What you are asked to do = Throughout the listing, rename "pixel coordinates" to "image coordinates" and write out every line again with nothing else altered. Leave the pictures out.

....

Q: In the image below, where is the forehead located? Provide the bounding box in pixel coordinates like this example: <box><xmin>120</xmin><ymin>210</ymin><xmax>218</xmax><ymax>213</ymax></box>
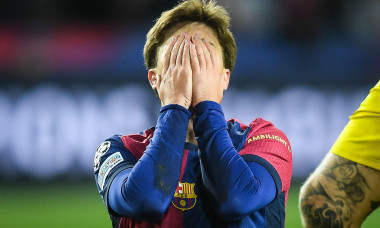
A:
<box><xmin>165</xmin><ymin>22</ymin><xmax>220</xmax><ymax>47</ymax></box>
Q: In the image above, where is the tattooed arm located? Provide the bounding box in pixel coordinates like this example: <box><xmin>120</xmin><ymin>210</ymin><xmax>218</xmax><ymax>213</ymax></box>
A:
<box><xmin>299</xmin><ymin>153</ymin><xmax>380</xmax><ymax>228</ymax></box>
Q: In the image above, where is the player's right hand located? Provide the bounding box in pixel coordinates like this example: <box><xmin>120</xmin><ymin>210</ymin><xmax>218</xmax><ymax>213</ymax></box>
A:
<box><xmin>157</xmin><ymin>33</ymin><xmax>192</xmax><ymax>109</ymax></box>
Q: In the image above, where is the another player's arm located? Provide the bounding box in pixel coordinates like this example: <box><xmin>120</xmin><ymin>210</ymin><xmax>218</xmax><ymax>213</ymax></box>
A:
<box><xmin>299</xmin><ymin>153</ymin><xmax>380</xmax><ymax>228</ymax></box>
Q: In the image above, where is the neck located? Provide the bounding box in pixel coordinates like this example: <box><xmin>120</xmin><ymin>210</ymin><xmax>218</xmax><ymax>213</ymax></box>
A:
<box><xmin>186</xmin><ymin>117</ymin><xmax>198</xmax><ymax>145</ymax></box>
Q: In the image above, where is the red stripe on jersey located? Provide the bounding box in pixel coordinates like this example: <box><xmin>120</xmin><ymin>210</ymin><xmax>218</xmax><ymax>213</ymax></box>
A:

....

Exercise solution =
Q: In the image below, where is the forehead located? Provide the bounding box in image coordinates like this example: <box><xmin>120</xmin><ymin>210</ymin><xmax>218</xmax><ymax>213</ymax></box>
A:
<box><xmin>165</xmin><ymin>22</ymin><xmax>220</xmax><ymax>47</ymax></box>
Q: In the image above, where is the tattooed arm located? Provide the bounding box in image coordinates like this example: <box><xmin>120</xmin><ymin>210</ymin><xmax>218</xmax><ymax>213</ymax></box>
A:
<box><xmin>299</xmin><ymin>153</ymin><xmax>380</xmax><ymax>228</ymax></box>
Q: In the image above, where is the player's right hand located? Provide the bounding box in image coordinates like this example: <box><xmin>120</xmin><ymin>210</ymin><xmax>218</xmax><ymax>213</ymax></box>
A:
<box><xmin>157</xmin><ymin>33</ymin><xmax>192</xmax><ymax>109</ymax></box>
Q: In the image above, where is the another player's arm located? Provide the bounding box in image coordinates like this example: <box><xmin>120</xmin><ymin>210</ymin><xmax>218</xmax><ymax>213</ymax></box>
A:
<box><xmin>299</xmin><ymin>153</ymin><xmax>380</xmax><ymax>228</ymax></box>
Q: In the image above, where is the neck located? Provide the bounding box in image coordinates like this example: <box><xmin>120</xmin><ymin>210</ymin><xmax>218</xmax><ymax>213</ymax></box>
A:
<box><xmin>186</xmin><ymin>117</ymin><xmax>198</xmax><ymax>145</ymax></box>
Q: In the image above, where is the red stripe on jersey located? Provide the bounding box in image coordinates like this example: <box><xmin>120</xmin><ymin>210</ymin><xmax>218</xmax><ymax>213</ymax></box>
A:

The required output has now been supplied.